## Data supplied

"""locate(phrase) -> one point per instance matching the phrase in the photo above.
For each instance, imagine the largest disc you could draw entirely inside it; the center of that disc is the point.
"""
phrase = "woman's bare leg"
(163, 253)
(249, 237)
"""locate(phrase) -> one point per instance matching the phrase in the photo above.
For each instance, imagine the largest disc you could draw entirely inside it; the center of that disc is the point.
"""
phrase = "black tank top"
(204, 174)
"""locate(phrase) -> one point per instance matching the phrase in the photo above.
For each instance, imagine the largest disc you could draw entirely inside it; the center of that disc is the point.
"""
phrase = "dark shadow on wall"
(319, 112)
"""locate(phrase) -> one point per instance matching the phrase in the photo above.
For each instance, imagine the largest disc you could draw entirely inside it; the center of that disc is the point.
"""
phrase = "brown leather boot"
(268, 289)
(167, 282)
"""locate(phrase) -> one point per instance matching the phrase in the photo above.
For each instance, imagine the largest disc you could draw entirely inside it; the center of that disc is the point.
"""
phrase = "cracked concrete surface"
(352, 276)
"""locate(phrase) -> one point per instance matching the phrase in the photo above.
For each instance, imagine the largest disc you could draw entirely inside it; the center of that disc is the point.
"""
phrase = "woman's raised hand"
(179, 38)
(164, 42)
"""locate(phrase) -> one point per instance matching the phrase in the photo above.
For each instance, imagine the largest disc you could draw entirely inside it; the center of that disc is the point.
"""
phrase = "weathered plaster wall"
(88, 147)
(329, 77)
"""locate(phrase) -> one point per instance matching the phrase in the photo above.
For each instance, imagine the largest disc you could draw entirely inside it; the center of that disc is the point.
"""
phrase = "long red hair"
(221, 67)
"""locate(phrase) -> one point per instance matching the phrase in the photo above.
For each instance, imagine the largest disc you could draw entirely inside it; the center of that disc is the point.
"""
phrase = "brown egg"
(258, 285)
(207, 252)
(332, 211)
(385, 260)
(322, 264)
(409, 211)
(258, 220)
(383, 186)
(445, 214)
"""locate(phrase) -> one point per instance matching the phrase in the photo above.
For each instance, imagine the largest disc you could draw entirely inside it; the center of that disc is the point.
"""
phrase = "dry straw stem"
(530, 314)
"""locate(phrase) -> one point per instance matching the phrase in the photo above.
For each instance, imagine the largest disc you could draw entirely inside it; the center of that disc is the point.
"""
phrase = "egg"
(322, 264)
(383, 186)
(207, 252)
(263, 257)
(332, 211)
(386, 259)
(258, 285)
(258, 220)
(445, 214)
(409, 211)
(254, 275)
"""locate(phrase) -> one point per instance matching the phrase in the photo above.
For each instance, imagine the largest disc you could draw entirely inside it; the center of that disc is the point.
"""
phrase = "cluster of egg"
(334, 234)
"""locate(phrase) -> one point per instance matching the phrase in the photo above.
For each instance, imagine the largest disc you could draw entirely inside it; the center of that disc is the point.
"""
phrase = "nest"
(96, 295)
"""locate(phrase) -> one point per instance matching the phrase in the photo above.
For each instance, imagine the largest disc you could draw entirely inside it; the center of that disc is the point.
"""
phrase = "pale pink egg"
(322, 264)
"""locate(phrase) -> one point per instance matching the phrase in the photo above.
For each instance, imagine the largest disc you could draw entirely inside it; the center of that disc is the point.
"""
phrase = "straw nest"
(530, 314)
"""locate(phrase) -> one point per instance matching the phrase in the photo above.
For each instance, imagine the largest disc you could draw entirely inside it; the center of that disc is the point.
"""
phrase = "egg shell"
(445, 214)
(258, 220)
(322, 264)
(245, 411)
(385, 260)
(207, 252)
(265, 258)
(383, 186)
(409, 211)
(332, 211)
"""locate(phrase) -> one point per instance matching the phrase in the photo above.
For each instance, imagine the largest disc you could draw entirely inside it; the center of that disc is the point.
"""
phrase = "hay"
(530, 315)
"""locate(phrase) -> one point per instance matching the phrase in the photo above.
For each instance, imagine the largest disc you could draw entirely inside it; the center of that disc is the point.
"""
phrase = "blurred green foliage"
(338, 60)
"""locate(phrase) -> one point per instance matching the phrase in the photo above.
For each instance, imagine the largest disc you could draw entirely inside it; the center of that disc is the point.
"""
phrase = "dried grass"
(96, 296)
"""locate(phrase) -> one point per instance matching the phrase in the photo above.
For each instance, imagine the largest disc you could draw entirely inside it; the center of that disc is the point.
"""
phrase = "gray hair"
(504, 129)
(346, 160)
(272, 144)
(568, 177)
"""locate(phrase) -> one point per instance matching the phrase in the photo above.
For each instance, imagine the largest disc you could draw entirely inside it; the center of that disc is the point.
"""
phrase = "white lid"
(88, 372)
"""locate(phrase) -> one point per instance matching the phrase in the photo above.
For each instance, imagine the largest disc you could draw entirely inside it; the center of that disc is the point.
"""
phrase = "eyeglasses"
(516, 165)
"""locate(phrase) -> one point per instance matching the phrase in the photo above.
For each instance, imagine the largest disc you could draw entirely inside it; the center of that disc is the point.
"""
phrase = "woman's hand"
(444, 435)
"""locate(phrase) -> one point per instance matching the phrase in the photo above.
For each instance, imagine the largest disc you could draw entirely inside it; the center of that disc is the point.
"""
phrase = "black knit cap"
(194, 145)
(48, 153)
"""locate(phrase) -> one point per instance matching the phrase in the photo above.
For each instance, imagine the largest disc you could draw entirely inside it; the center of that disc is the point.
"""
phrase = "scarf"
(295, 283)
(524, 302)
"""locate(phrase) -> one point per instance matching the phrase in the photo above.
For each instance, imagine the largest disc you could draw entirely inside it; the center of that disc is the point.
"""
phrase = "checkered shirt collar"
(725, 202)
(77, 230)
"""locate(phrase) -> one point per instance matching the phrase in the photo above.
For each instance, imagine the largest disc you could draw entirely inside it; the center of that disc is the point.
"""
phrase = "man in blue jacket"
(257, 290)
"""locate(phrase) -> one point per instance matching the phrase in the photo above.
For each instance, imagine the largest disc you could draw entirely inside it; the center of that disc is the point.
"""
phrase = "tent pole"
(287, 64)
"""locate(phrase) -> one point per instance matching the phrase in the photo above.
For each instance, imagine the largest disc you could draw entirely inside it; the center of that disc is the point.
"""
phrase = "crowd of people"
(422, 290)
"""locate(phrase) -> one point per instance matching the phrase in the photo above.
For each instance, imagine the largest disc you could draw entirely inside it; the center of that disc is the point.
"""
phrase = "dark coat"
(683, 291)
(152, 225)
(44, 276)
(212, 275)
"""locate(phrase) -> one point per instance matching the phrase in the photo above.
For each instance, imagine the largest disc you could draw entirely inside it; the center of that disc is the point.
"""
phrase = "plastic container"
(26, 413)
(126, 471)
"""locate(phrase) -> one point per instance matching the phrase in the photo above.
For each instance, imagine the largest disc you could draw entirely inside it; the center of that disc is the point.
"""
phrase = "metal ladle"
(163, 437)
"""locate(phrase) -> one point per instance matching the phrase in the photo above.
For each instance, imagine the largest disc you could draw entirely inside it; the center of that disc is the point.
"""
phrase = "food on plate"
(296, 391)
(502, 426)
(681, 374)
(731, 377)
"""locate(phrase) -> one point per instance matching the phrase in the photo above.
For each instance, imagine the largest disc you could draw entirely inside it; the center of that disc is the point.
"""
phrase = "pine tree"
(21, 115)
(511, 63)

## Task to complete
Tally the lines of the material above that contain the string "woman", with letter case counting as significant, and state only the resulting number.

## Finished answer
3